# start of Document section

[jira] [Updated] (HBASE-28589) Server side DoNotRetryException not propagated to client

ZhenyuLi (Jira) Tue, 15 Jul 2025 17:12:32 -0700


     [ 
https://issues.apache.org/jira/browse/HBASE-28589?page=com.atlassian.jira.plugin.system.issuetabpanels:all-tabpanel
 ]


ZhenyuLi updated HBASE-28589:
-----------------------------
    Description: 
When an IOException occurs during response creation in 
ServerCall.setResponse(), the method only catches the IOException and logs a 
warning and sets the response to null. This causes the client to receive no 
response or experience connection issues without knowing what went wrong on the 
server side.

An example of the current ServerCall.setResponse catching the exception is the 
flaw in the fix in {-}HBASE-14598{-}.

The original fix for -HBASE-14598- addressed two aspects:
 # When a Scan/Get RPC attempts to allocate an excessively large array that 
could trigger an OutOfMemoryError (OOM), it checks the array size before 
allocation and throws a BufferOverflowException to prevent OOM.

# end of Document section

▸ Given problem 1
Write out the listing from its first line through the line containing "pixel 125 103", including both ends. Leave the pictures out of your copy.
▸ Given problem 2
Continue the HBase issue description about exceptions not reaching the client, starting after its last sentence.

# start of Data in this exercise

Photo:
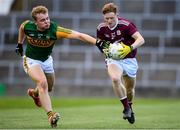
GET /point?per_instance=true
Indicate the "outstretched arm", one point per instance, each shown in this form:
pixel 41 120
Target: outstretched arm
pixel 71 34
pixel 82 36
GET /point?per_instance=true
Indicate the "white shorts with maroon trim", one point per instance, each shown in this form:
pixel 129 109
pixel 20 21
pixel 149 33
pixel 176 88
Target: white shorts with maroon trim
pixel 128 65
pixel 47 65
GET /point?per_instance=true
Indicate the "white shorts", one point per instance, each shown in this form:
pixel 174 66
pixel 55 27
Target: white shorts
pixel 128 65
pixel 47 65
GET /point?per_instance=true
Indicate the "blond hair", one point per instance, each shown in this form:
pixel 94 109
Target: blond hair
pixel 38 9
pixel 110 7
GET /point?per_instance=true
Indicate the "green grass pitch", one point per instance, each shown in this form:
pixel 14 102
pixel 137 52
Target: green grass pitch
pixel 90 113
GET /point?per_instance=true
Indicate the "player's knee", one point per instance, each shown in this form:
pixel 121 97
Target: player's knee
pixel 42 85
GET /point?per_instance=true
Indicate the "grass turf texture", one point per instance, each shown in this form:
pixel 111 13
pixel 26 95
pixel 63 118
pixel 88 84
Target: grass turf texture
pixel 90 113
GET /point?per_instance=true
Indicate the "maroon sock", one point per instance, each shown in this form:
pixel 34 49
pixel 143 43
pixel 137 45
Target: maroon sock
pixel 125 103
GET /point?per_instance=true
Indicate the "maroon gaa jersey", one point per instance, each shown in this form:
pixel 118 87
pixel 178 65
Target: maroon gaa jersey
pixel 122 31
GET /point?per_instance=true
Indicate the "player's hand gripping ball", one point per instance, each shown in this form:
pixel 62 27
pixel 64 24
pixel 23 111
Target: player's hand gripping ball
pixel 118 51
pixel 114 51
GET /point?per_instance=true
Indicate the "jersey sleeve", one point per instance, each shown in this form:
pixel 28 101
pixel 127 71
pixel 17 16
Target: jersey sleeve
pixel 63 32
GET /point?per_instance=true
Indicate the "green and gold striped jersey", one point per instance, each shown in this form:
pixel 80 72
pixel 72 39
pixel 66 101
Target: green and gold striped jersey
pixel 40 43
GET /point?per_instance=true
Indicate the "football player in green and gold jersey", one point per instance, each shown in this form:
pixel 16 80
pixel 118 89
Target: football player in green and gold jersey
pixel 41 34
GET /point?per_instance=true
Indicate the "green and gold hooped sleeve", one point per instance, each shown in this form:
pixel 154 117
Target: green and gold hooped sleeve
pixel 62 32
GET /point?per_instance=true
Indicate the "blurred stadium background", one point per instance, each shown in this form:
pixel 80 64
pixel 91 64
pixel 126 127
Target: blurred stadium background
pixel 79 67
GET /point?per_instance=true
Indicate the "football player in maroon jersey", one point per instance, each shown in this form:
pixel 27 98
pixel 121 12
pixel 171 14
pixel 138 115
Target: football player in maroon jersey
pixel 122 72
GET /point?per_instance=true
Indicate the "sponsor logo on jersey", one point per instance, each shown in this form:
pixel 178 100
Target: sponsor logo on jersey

# end of Data in this exercise

▸ Exercise output 1
Photo:
GET /point?per_instance=true
Indicate the "outstretched arm", one point per instance, each shown in this form:
pixel 41 120
Target: outstretched arm
pixel 71 34
pixel 82 36
GET /point?per_instance=true
Indicate the "white shorts with maroon trim", one point per instance, each shown in this form:
pixel 129 109
pixel 20 21
pixel 149 33
pixel 176 88
Target: white shorts with maroon trim
pixel 128 65
pixel 47 65
GET /point?per_instance=true
Indicate the "white shorts", one point per instance, each shown in this form:
pixel 174 66
pixel 55 27
Target: white shorts
pixel 128 65
pixel 47 65
GET /point?per_instance=true
Indicate the "blond hair", one point per instance, each shown in this form:
pixel 94 109
Target: blond hair
pixel 38 9
pixel 110 7
GET /point?per_instance=true
Indicate the "green grass pitch", one point per instance, each shown in this form:
pixel 14 102
pixel 137 52
Target: green grass pitch
pixel 90 113
GET /point?per_instance=true
Indicate the "player's knee", one point per instance, each shown in this form:
pixel 121 97
Target: player's knee
pixel 42 85
GET /point?per_instance=true
Indicate the "grass turf texture", one point per instance, each shown in this form:
pixel 111 13
pixel 26 95
pixel 63 118
pixel 88 84
Target: grass turf texture
pixel 90 113
GET /point?per_instance=true
Indicate the "maroon sock", one point per instance, each shown in this form:
pixel 34 49
pixel 143 43
pixel 137 45
Target: maroon sock
pixel 125 103

▸ Exercise output 2
 # The fix intended to stop client retries for such failures by throwing a 
DoNotRetryException when a BufferOverflowException occurs, as retrying cannot 
resolve the underlying issue.

*The Problem:* The DoNotRetryException is never propagated to the client side. 
Here's the issue flow:
 # ByteBufferOutputStream.checkSizeAndGrow() throws BufferOverflowException
 # The exception propagates through the call stack:
 ** ByteBufferOutputStream.checkSizeAndGrow()
 ** encoder.write()
 ** encodeCellsTo() (Catches BufferOverflowException and turns it into 
DoNotRetryIOException)
 ** this.cellBlockBuilder.buildCellBlockStream()
 ** call.setResponse()
 # The DoNotRetryException is ultimately caught in call.setResponse, where it 
is merely logged but not sent back to the client
 # As a result, the client continues retrying indefinitely since the response 
is null and the Netty connection will be closed.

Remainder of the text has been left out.